**Provided passage**
● ● ●
Bug #11644 large table with 4 byte pointers
Submitted: 29 Jun 2005 17:10 Modified: 16 Jul 2005 20:38
Reporter: Martin Friebe (Gold Quality Contributor) (OCA) Email Updates:
Status: Verified Impact on me:
None 
Category:MySQL Server: MyISAM storage engine Severity:S4 (Feature request)
Version:* OS:Any (*)
Assigned to: CPU Architecture:Any

[29 Jun 2005 17:10] Martin Friebe
Description:
This is more an idea, for a future release, than a feature request. (If someone@mysql, finds the idea interesting. or maybe it is anyway allready planned). And sorry, but I couldnt find a better place than the bug system.

currently you can choose for tables with variable row length to be less than 4G in size, or to have 8 Byte pointers in indexes. It is possible to increase the table size, with 4 Byte Pointers. The penality is a slight increase of the datasize, which could in some cases even be avoided.
● ● ●
**Supplied data**
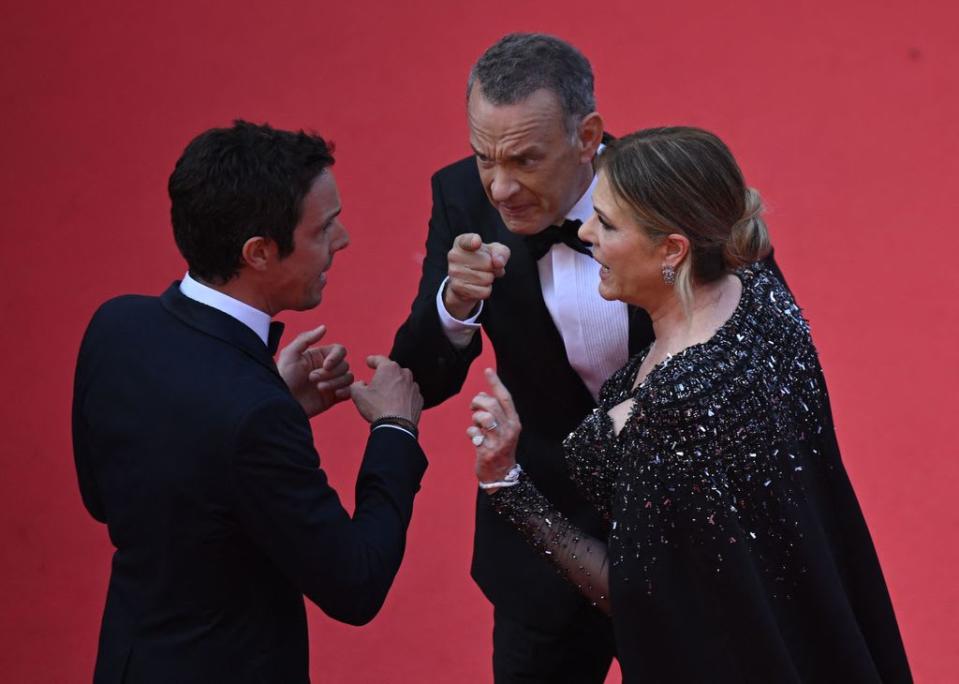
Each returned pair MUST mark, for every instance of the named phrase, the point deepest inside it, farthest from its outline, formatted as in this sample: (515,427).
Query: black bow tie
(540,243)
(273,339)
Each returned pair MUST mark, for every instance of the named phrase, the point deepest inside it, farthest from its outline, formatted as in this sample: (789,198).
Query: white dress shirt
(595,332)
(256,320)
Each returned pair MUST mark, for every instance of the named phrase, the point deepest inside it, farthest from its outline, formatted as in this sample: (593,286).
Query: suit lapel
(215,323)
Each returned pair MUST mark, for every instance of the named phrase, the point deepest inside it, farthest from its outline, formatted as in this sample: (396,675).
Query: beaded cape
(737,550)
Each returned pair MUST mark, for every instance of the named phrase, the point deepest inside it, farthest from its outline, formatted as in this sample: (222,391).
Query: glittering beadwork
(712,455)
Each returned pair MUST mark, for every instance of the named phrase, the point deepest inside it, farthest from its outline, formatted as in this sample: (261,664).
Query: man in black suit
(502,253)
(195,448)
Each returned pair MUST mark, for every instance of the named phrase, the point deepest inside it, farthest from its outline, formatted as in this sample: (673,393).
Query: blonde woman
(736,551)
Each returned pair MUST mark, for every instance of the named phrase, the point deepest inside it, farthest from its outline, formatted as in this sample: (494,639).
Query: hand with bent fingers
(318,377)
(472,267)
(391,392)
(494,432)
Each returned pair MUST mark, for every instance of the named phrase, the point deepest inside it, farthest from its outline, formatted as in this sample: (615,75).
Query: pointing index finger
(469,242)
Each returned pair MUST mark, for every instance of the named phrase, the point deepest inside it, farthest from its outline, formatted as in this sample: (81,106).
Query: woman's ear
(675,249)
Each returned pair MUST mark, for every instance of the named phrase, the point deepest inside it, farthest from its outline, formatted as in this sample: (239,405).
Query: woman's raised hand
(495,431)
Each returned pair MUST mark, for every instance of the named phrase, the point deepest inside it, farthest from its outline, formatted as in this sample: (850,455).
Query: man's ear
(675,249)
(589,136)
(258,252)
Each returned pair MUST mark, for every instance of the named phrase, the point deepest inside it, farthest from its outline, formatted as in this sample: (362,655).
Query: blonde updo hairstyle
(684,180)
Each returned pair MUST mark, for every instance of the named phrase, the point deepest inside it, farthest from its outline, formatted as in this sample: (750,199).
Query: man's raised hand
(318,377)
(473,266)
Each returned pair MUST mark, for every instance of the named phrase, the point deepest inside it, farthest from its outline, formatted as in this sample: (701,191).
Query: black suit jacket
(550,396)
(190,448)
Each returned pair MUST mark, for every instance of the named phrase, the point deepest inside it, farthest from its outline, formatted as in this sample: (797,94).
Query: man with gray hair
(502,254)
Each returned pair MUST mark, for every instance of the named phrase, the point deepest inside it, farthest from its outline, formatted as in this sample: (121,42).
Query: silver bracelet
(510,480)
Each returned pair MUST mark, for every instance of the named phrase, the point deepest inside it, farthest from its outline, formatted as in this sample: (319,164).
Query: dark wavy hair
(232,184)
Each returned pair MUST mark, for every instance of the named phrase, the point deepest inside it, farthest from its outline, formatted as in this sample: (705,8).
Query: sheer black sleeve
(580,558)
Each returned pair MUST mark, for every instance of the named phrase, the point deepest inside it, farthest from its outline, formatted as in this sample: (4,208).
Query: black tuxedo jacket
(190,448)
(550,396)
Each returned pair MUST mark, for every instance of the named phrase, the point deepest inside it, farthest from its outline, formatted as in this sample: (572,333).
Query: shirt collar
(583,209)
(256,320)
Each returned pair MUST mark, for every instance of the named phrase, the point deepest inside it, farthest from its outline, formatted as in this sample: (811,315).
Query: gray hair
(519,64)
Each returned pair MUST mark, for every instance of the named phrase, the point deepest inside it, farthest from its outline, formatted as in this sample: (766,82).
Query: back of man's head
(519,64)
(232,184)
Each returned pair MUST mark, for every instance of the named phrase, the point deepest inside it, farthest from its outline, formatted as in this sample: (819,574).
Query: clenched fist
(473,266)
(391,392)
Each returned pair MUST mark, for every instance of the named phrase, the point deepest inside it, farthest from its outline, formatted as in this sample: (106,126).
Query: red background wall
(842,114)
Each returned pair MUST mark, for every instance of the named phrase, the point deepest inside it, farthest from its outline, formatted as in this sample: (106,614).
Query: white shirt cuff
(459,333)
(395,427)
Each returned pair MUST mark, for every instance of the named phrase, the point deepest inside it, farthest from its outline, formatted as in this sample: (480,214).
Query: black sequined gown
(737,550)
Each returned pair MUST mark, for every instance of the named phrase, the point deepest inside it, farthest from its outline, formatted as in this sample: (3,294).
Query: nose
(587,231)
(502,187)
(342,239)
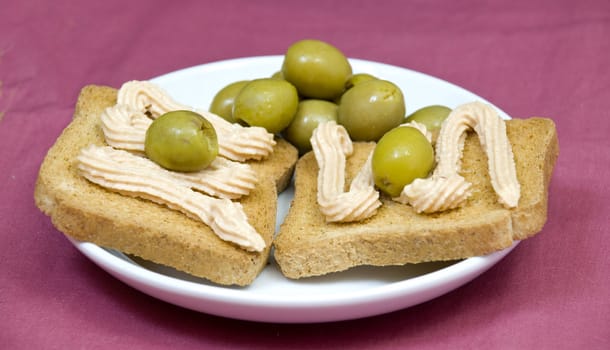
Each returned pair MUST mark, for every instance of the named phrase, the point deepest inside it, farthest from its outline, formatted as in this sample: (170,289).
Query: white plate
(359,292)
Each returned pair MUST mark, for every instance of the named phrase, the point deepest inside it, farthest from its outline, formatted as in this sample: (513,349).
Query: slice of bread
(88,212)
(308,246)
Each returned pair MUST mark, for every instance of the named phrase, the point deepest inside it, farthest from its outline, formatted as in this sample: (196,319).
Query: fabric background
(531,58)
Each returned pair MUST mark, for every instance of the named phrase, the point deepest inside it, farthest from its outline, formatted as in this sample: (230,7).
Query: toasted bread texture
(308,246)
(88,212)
● ● ●
**Task to complete**
Reproduce the bug report above from "Bug #11644 large table" up to and including "Severity:S4 (Feature request)", substituting "InnoDB" for "MyISAM".

**Completed task**
Bug #11644 large table with 4 byte pointers
Submitted: 29 Jun 2005 17:10 Modified: 16 Jul 2005 20:38
Reporter: Martin Friebe (Gold Quality Contributor) (OCA) Email Updates:
Status: Verified Impact on me:
None 
Category:MySQL Server: InnoDB storage engine Severity:S4 (Feature request)